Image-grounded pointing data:
►

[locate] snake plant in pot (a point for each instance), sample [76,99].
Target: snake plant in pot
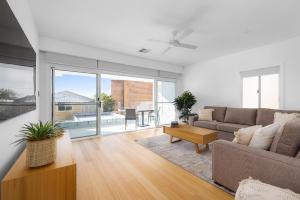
[40,141]
[184,104]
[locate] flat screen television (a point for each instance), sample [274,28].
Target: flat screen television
[17,67]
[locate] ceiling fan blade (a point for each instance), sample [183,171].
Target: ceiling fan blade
[183,34]
[188,46]
[158,41]
[166,50]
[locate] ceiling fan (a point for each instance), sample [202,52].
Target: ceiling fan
[175,40]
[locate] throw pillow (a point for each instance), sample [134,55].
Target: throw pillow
[283,118]
[250,189]
[244,135]
[205,114]
[263,137]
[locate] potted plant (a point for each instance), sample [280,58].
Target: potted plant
[184,104]
[40,141]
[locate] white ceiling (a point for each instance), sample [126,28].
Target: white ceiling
[220,26]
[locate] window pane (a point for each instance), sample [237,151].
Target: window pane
[270,91]
[165,91]
[166,113]
[75,107]
[250,94]
[165,97]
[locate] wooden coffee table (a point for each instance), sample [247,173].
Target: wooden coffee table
[192,134]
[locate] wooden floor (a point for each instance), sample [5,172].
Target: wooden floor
[115,167]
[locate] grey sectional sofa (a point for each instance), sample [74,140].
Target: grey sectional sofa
[280,166]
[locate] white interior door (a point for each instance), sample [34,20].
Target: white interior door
[166,93]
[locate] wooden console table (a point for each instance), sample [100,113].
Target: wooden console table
[55,181]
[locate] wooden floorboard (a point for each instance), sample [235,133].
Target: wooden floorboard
[115,167]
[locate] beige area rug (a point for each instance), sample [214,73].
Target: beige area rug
[183,154]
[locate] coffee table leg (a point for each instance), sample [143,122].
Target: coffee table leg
[171,139]
[197,148]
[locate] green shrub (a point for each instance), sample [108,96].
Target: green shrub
[108,103]
[184,104]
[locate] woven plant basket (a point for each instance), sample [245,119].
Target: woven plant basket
[41,152]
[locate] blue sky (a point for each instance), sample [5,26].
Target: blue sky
[83,85]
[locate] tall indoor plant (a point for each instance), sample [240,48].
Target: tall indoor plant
[184,104]
[40,141]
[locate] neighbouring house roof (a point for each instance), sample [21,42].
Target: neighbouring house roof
[26,99]
[71,97]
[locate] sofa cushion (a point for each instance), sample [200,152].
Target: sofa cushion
[219,112]
[265,116]
[206,124]
[205,114]
[229,127]
[246,116]
[263,137]
[289,142]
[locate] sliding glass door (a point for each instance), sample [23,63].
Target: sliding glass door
[261,91]
[88,104]
[166,93]
[75,102]
[127,103]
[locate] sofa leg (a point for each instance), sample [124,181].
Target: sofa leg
[197,148]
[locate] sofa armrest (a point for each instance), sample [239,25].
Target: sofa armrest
[192,119]
[233,162]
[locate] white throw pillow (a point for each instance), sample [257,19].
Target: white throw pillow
[263,137]
[244,135]
[250,189]
[283,118]
[205,114]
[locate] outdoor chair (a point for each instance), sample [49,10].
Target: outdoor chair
[130,114]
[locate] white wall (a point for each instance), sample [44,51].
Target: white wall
[218,82]
[11,127]
[57,46]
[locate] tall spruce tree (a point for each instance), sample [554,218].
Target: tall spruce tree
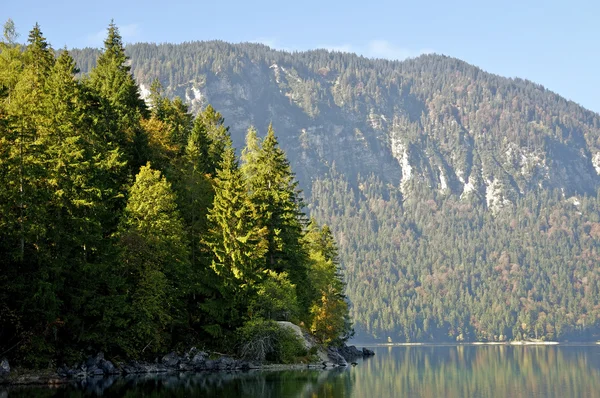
[155,259]
[122,105]
[274,192]
[235,239]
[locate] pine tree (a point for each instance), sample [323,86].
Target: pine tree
[155,259]
[122,105]
[218,137]
[236,241]
[274,192]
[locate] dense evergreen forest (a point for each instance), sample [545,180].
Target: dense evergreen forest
[465,204]
[132,226]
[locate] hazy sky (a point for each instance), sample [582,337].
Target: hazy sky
[554,43]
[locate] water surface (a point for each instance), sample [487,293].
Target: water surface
[420,371]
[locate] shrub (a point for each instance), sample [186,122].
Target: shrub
[264,340]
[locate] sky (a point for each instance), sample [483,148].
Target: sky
[553,43]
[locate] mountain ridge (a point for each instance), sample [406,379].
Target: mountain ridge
[393,152]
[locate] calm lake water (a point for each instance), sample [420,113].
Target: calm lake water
[420,371]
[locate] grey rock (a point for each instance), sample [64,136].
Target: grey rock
[367,352]
[198,358]
[211,365]
[171,360]
[335,357]
[97,372]
[94,361]
[109,368]
[4,367]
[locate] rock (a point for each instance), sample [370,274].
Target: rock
[171,360]
[94,361]
[244,365]
[226,363]
[198,358]
[367,352]
[211,365]
[4,368]
[350,352]
[97,372]
[335,357]
[108,368]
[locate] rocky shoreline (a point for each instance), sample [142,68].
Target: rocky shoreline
[194,360]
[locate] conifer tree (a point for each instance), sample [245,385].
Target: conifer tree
[218,137]
[155,259]
[235,239]
[122,105]
[274,191]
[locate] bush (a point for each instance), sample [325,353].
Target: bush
[264,340]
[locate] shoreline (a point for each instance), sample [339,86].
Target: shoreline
[487,343]
[50,379]
[192,362]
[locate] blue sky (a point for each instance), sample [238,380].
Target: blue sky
[554,43]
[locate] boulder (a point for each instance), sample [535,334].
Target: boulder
[108,368]
[335,357]
[367,352]
[350,352]
[4,368]
[171,360]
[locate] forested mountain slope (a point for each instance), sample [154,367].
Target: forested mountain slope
[465,204]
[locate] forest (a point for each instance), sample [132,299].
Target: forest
[465,204]
[132,227]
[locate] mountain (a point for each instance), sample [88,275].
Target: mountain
[465,204]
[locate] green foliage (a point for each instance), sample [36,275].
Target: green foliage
[101,251]
[155,260]
[261,340]
[275,298]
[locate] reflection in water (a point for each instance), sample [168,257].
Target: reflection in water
[435,371]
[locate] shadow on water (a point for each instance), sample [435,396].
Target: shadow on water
[268,384]
[434,371]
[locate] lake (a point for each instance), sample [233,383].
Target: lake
[405,371]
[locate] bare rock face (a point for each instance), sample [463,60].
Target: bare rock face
[4,368]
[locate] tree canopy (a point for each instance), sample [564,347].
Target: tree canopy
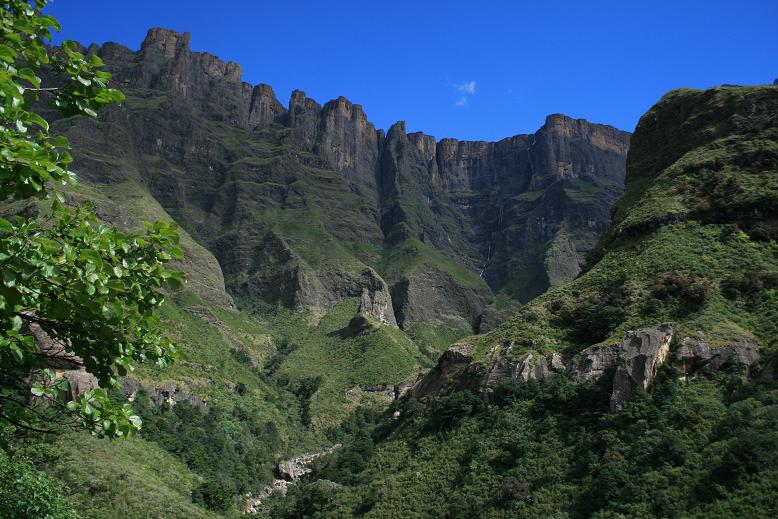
[90,288]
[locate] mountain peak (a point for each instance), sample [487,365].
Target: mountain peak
[166,40]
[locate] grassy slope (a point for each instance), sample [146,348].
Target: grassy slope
[693,243]
[224,348]
[695,218]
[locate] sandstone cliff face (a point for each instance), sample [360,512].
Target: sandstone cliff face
[692,244]
[246,177]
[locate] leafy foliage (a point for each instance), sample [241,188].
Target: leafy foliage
[25,492]
[552,449]
[91,288]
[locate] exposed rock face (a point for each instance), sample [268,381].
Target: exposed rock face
[529,366]
[430,296]
[168,394]
[65,364]
[695,357]
[453,371]
[641,355]
[519,214]
[376,301]
[637,360]
[592,363]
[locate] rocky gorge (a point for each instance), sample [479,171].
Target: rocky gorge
[264,187]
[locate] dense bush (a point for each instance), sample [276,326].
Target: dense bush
[25,492]
[552,449]
[232,448]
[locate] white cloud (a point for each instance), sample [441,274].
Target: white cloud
[468,87]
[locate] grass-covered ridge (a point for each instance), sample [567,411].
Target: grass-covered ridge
[694,243]
[693,240]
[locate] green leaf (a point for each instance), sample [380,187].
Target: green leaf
[28,75]
[37,389]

◄

- PROBLEM DESCRIPTION
The entries above are to be printed again word for word, with every picture removed.

- RESULT
[locate] snake plant in pot (a point for each instance), sample [76,99].
Target: snake plant in pot
[40,141]
[184,104]
[locate] flat screen television (a point for each instance), sample [274,28].
Target: flat screen television
[17,67]
[locate] ceiling fan blade (a point for each instance), sample [183,171].
Target: ceiling fan blade
[183,34]
[188,46]
[158,41]
[166,50]
[locate] ceiling fan (a point for each instance), sample [202,52].
Target: ceiling fan
[175,40]
[locate] throw pillow (a point for each instance), sample [134,55].
Target: throw pillow
[283,118]
[250,189]
[244,135]
[205,114]
[263,137]
[locate] potted plant (a point for each instance), sample [280,58].
Target: potted plant
[184,104]
[40,141]
[locate] white ceiling (a point for each instance), sample [126,28].
Target: white ceiling
[220,26]
[locate] window pane (a point for each instance), sample [237,151].
Target: window pane
[270,91]
[165,91]
[166,113]
[75,107]
[250,94]
[165,97]
[locate] wooden coffee table (a point for each instance), sample [247,173].
Target: wooden coffee table
[192,134]
[locate] wooden floor (a point for each instance), sample [5,172].
Target: wooden floor
[115,167]
[locate] grey sectional sofa (a point for each instance), sample [74,140].
Target: grey sectional sofa
[280,166]
[locate] white interior door (a point for each instance), sample [34,20].
Target: white interior door
[166,93]
[locate] wooden console table (a point for each instance), sample [100,113].
Target: wooden console table
[55,181]
[locate] wooden floorboard (a point for each instance), sample [235,133].
Target: wooden floorboard
[115,167]
[locate] beige area rug (a point for each instance), sample [214,73].
Target: beige area rug
[183,154]
[locate] coffee table leg (a point for each instance), sample [143,122].
Target: coffee table leg
[171,139]
[197,148]
[locate] green shrub (a point for each instance), sample [108,96].
Target: green shrub
[108,103]
[184,104]
[locate] woven plant basket (a point for each instance), sample [245,119].
Target: woven plant basket
[41,152]
[locate] blue sky (a point for each instance), sample [5,26].
Target: blue sky
[83,85]
[locate] tall indoor plant (a point for each instance), sample [240,48].
Target: tall indoor plant
[184,104]
[40,141]
[locate] neighbouring house roof (a point for each instance), sample [21,42].
Target: neighbouring house roof
[26,99]
[71,97]
[locate] sofa cushion (a point for each instance), sample [200,152].
Target: sofa cushion
[219,112]
[265,116]
[206,124]
[205,114]
[229,127]
[246,116]
[263,137]
[289,142]
[locate] sliding glass door (a point for each instance), sample [23,63].
Target: sliding glass door
[261,91]
[88,104]
[166,93]
[75,102]
[127,103]
[locate] sofa leg (a point for each instance), sample [124,181].
Target: sofa leg
[197,148]
[locate] sofa armrest (a point for each instance), sample [239,25].
Target: sofa armrest
[192,119]
[233,162]
[locate] white throw pillow (a point for each instance), sample [257,19].
Target: white throw pillow
[263,137]
[244,135]
[250,189]
[283,118]
[205,114]
[locate] outdoor chair (a point for each instance), sample [49,10].
Target: outdoor chair
[130,114]
[locate] white wall (a point for each instance), sample [44,51].
Target: white wall
[218,82]
[11,127]
[57,46]
[locate] tall spruce tree (a point for each instance), sample [554,218].
Target: tall spruce tree
[155,259]
[122,105]
[274,192]
[235,239]
[locate] pine tree (a point for each instance), sample [323,86].
Target: pine tree
[155,259]
[122,105]
[218,137]
[236,241]
[274,192]
[locate] dense evergreen forest (a point for each instance), sample [545,180].
Target: dense evergreen forest
[465,204]
[132,226]
[locate] hazy sky (a point for each instance), sample [582,337].
Target: hazy sky
[554,43]
[locate] water surface (a point for each instance), sample [487,293].
Target: water surface
[420,371]
[locate] shrub (a point for each instance), sample [186,122].
Target: shrub
[264,340]
[locate] sky (a point for each instance), sample [483,148].
Target: sky
[553,43]
[locate] mountain ridge (a point for each instance), sample [406,379].
Target: mountain ridge
[393,152]
[locate] calm lake water (a point for each instance), sample [420,113].
Target: calm lake water
[420,371]
[locate] grey rock (a point for each instance), sample [64,136].
Target: grey rock
[367,352]
[198,358]
[211,365]
[171,360]
[335,357]
[97,372]
[94,361]
[109,368]
[4,367]
[locate] rock (a point for each instance), sample [370,274].
Target: rock
[171,360]
[94,361]
[244,365]
[226,363]
[198,358]
[367,352]
[211,365]
[4,368]
[350,352]
[97,372]
[335,357]
[108,368]
[locate] rocky shoreline (a point for each instance), sample [142,68].
Target: rocky shoreline
[194,360]
[locate] conifer tree (a point for each instance), sample [245,385].
Target: conifer tree
[218,137]
[155,259]
[235,239]
[122,105]
[274,191]
[locate] bush (a point for each instance), sample [325,353].
Target: bush
[264,340]
[locate] shoreline (a point for each instance), sample [339,86].
Target: shoreline
[487,343]
[50,379]
[192,362]
[locate] blue sky (a point for each instance), sample [238,380].
Target: blue sky
[554,43]
[locate] boulder (a point for each instance), sample [535,334].
Target: boulder
[108,368]
[335,357]
[367,352]
[350,352]
[4,368]
[171,360]
[locate] forested mountain slope (a point for each instance), sample [154,367].
Target: forested mountain slope
[465,204]
[locate] forest (a point for each instance), sample [132,299].
Target: forest
[465,204]
[132,227]
[locate] mountain (a point for each instance), sample [88,275].
Target: mountain
[465,204]
[locate] green foliage (a point for each instance), sample [36,275].
Target: green foliage
[101,251]
[155,260]
[261,340]
[275,298]
[locate] reflection in water (a point for each instance), sample [168,257].
Target: reflection in water
[435,371]
[locate] shadow on water (a point for each instance), sample [435,396].
Target: shadow on water
[268,384]
[434,371]
[locate] lake (a point for each instance), sample [233,383].
Target: lake
[405,371]
[locate] bare rock face (a point for each instance), sample [463,60].
Target: bare rock face
[4,368]
[locate] tree canopy (a point for each instance), sample [564,347].
Target: tree canopy
[90,288]
[locate] mountain peak (a point for each instance), sample [487,365].
Target: mountain peak
[166,40]
[locate] grassy slope (a point for each instance), sample [146,348].
Target: grassy slope
[693,243]
[224,348]
[695,218]
[locate] sandstone cliff face (a point for each instance), sample [360,512].
Target: sandstone cliff face
[692,244]
[246,177]
[locate] leafy foliage (a point for each instance), sample [241,188].
Target: leafy foliage
[25,492]
[552,449]
[91,288]
[locate] exposed rock face (a point for each instance), sample [268,381].
Target: exposed rock face
[529,366]
[430,296]
[168,394]
[65,364]
[695,357]
[453,371]
[641,355]
[519,214]
[376,301]
[637,360]
[592,363]
[locate] rocky gorge (a point for each instance), sample [479,171].
Target: rocky gorge
[264,187]
[locate] dense bush (a point for each instance), sample [276,326].
Target: dense bush
[25,492]
[552,449]
[232,448]
[locate] white cloud (a point for each instance), sample [441,274].
Target: white cloud
[468,87]
[locate] grass-covered ridge (a point for each instance), sample [567,411].
Target: grass-covered ridge
[694,243]
[693,240]
[locate] green leaf (a point for each instance), sample [380,187].
Target: green leaf
[28,75]
[37,389]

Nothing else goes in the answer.